TASKS TO CARRY OUT:
A: Answer these questions about the forum thread on importing a CSV into Vertica:
(i) What error number does the COPY command return?
(ii) Which id value appears twice in the CSV?
(iii) According to the reply, what should be done to the primary key after the duplicates are deleted?
B: Pick up the forum thread on importing a CSV into Vertica after its final line and continue it.

-- START SELECTED EXCERPT --

How can I import csv with duplicate data because I was set primary key while table creation?

naresh_way2naresh_way2 Registered User

I have set primary key in vertica table and I tried to copy data from csv into my table but it was not copying because the primary key field has duplicate ids how can skip that row and insert all other data into my table.I was doing like this..
testing=> create table vertical(id int primary key enabled,name varchar);
CREATE TABLE
testing=> copy vertical from '/home/naresh/Desktop/result.csv' parser fcsvparser();
ERROR 6745: Duplicate key values: 'id=3' -- violates constraint 'public.vertical.C_PRIMARY'
teststing=>

My csv is like this
1 abc
2 abcd
3 cba
4 adbc
5 bcd
6 rgukt
7 adbcc
3 erthgf

How can i insert this csv without duplicates and Is there any possible to store that duplicated data in another file?

Answers

  • Jim_KnicelyJim_Knicely Employee, Registered User, VerticaExpert

    One option is to disabled the PK. COPY the data, DELETE the duplicates, and then re-enable the PK.

-- END SELECTED EXCERPT --
-- START ENTRIES SHOWN --

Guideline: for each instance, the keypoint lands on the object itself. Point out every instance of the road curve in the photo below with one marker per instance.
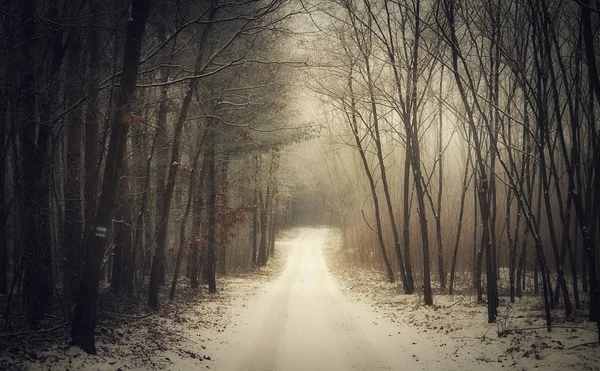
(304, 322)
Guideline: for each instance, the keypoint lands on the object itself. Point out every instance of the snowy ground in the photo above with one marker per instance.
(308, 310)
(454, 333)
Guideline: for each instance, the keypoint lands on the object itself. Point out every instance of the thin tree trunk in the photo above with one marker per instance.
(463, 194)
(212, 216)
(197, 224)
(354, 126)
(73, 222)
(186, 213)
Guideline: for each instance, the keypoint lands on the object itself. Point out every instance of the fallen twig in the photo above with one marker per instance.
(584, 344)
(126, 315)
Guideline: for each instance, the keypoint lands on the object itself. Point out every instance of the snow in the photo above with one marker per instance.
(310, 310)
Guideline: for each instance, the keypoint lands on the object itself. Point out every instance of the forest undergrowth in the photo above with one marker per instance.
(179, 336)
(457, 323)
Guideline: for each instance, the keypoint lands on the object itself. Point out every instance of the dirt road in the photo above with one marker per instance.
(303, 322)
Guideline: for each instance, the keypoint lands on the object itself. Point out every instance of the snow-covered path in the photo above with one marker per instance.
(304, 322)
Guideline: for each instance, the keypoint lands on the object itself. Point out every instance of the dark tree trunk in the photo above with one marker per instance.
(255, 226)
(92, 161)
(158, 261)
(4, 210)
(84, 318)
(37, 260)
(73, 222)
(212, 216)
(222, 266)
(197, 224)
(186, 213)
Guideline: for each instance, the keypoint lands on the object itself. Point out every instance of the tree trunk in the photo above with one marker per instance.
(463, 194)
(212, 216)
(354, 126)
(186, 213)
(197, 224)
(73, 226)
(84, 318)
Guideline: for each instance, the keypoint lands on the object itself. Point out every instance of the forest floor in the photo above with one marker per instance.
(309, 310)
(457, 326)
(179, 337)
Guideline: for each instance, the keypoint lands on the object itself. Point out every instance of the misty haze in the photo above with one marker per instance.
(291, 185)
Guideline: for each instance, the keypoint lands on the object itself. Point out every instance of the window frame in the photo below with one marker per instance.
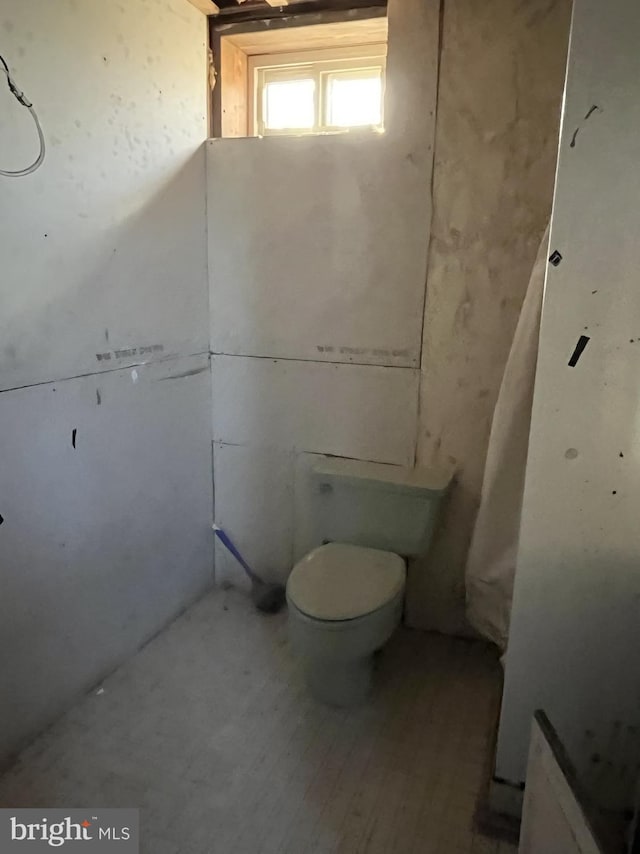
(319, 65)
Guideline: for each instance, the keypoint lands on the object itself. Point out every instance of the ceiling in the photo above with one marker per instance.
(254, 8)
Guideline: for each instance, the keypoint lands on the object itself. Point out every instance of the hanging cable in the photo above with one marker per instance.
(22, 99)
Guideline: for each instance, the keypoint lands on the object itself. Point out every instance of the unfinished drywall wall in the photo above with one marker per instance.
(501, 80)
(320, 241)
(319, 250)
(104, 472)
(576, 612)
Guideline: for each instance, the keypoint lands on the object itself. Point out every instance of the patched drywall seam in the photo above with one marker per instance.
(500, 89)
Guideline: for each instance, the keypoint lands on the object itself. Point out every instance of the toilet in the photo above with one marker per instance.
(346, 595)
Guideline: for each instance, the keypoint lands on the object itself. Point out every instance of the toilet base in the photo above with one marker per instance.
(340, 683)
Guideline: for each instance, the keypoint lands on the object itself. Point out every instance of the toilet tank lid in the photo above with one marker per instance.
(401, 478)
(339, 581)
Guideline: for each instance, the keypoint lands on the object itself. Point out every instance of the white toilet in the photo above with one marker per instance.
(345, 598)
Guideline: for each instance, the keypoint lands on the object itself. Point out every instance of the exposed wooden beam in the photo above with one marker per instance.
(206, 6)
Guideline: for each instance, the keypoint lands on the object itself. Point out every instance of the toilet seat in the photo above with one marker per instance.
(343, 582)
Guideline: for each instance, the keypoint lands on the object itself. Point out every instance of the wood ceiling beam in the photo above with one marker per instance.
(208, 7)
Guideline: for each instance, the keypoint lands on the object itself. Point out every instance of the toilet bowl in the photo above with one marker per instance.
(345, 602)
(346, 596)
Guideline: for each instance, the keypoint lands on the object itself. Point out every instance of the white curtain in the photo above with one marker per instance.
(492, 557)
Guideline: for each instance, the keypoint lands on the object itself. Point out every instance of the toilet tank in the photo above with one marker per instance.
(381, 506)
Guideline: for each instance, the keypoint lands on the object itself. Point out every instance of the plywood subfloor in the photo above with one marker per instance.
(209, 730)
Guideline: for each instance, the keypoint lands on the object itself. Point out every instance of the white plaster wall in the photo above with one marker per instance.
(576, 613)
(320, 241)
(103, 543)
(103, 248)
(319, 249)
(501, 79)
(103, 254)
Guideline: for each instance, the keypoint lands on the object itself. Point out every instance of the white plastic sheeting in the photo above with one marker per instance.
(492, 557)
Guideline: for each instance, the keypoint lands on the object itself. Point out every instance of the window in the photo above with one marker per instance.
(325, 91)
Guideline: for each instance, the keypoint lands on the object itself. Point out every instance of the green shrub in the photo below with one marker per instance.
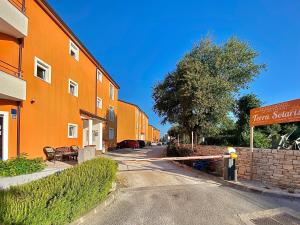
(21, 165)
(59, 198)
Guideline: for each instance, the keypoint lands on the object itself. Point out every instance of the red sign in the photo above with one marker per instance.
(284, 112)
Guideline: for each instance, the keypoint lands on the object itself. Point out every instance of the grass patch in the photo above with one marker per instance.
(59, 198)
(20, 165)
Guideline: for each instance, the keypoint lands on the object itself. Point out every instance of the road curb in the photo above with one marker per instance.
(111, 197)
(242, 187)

-- END ENTRIES SHOWN --
-- START ENTRIES SHOWN --

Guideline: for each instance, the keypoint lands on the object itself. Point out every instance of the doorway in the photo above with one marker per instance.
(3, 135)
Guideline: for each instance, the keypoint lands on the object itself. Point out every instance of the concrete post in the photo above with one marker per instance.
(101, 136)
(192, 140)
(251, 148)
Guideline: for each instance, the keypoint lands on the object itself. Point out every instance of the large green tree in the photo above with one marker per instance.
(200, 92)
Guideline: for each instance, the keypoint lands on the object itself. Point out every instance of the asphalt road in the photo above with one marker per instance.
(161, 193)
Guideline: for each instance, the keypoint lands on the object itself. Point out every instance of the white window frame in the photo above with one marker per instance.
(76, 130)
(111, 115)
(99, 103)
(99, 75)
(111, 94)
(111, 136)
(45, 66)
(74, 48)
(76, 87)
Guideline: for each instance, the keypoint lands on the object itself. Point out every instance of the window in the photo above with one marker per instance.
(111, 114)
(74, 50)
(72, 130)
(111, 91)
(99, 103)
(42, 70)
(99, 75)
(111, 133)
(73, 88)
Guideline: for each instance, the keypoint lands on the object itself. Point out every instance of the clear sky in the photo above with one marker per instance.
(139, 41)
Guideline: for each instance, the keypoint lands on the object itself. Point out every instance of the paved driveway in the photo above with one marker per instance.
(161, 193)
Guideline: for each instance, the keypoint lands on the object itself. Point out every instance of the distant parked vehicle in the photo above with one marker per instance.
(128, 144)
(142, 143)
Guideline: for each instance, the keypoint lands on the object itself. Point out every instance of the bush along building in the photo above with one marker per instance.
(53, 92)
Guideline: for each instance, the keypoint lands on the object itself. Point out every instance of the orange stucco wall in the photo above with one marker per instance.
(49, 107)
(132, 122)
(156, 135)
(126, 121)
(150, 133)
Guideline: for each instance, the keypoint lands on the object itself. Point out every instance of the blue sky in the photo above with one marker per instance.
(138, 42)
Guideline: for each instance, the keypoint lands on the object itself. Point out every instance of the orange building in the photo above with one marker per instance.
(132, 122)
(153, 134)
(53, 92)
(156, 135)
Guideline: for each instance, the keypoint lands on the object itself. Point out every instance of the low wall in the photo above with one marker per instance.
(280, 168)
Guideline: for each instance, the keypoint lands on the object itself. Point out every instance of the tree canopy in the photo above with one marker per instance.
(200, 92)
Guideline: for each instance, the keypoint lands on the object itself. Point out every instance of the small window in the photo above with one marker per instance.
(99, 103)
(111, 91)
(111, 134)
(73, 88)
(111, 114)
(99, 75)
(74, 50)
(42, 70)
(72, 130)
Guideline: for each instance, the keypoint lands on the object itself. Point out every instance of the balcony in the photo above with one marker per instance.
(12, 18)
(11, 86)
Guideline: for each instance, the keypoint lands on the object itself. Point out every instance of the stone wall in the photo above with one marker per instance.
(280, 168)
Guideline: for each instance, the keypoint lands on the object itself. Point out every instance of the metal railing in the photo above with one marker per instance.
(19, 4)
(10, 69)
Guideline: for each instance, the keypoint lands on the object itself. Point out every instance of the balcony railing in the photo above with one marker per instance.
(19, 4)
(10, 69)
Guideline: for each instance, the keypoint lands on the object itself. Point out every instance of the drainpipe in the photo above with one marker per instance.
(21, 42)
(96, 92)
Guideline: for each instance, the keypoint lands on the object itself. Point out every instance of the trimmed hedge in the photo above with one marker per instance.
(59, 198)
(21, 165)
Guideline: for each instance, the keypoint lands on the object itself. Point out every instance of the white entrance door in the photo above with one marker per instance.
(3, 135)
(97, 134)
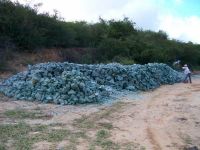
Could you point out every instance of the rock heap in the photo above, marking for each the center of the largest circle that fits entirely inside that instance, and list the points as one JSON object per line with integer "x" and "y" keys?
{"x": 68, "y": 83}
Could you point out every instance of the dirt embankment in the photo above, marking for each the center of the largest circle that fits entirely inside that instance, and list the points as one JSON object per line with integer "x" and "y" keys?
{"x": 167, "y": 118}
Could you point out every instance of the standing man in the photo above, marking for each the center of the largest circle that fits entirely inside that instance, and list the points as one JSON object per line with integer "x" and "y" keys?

-- END ENTRIES SHOWN --

TASK ANSWERS:
A:
(i) ERROR 6745
(ii) 3
(iii) It should be re-enabled.

B:
    Example:

    dbadmin=> \! cat /home/dbadmin/result.csv
    1|abc
    2|abcd
    3|cba
    4|adbc
    5|bcd
    6|rgukt
    7|adbcc
    3|erthgf
    
    dbadmin=> copy vertical from '/home/dbadmin/result.csv';
    ERROR 6745:  Duplicate key values: 'id=3' -- violates constraint 'public.vertical.vertical_pk'
    
    dbadmin=> alter table vertical alter constraint vertical_pk disabled;
    ALTER TABLE
    
    dbadmin=> copy vertical from '/home/dbadmin/result.csv';
     Rows Loaded
    -------------
               8
    (1 row)
    
    dbadmin=> select * from vertical;
     id | stuff
    ----+--------
      1 | abc
      2 | abcd
      3 | cba
      3 | erthgf
      4 | adbc
      5 | bcd
      6 | rgukt
      7 | adbcc
    (8 rows)
    
    dbadmin=> delete from vertical where id || stuff not in (select id || stuff from vertical limit 1 over (partition by id order by id));
     OUTPUT
    --------
          1
    (1 row)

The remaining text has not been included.